*RECORDS FOR THIS EXERCISE*.
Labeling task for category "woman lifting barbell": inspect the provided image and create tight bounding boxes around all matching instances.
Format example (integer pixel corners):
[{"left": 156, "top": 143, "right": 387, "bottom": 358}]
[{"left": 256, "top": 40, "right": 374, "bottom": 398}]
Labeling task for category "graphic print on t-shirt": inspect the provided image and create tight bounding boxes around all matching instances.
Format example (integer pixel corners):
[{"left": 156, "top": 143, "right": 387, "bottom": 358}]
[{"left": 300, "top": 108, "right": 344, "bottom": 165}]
...
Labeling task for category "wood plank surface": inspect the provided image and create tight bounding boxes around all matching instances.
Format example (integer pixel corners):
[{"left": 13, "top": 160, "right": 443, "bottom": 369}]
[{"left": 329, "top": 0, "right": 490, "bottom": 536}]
--
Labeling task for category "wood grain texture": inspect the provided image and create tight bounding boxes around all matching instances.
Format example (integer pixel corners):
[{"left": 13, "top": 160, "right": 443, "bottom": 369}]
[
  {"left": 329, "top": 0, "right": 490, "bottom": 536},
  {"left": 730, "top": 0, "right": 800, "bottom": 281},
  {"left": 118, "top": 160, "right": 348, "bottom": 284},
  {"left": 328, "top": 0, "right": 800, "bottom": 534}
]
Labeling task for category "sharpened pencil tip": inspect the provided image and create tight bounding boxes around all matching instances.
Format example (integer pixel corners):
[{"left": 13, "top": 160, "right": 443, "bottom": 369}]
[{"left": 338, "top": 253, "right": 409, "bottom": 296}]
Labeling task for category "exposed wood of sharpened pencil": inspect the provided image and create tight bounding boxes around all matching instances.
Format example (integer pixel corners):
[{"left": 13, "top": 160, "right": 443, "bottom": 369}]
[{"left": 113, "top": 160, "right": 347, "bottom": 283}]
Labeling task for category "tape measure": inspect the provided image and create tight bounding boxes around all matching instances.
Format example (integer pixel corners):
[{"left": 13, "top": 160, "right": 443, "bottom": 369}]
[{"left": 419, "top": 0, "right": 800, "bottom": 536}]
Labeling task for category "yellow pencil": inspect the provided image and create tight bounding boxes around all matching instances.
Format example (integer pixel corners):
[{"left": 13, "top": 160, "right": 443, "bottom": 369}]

*EXERCISE DETAILS*. Which of the lines above contain the word "provided"? Gather every such line and copy it out in full.

*WORKED ANSWER*.
Labeling task for category "woman lifting barbell": inspect the provided image and create tight bounding boxes around all matching instances.
Labeling task for category "graphic print on t-shirt": inspect the provided image and create tight bounding boxes around all matching instances.
Labeling task for category "wood plank surface": inspect the provided image and create tight bounding boxes around all matching instances.
Labeling task for category "wood grain texture": inspect the provided image and create tight bounding boxes around all matching instances.
Labeling task for category "sharpened pencil tip": inspect the provided image and create tight bounding boxes around all matching instances.
Labeling task for category "exposed wood of sharpened pencil": inspect the provided image and create tight bounding boxes around all matching instances.
Labeling task for category "tape measure": inspect the provided image and create tight bounding boxes around all matching instances.
Labeling task for category "yellow pencil": inspect the provided image and create tight bounding boxes around all matching instances.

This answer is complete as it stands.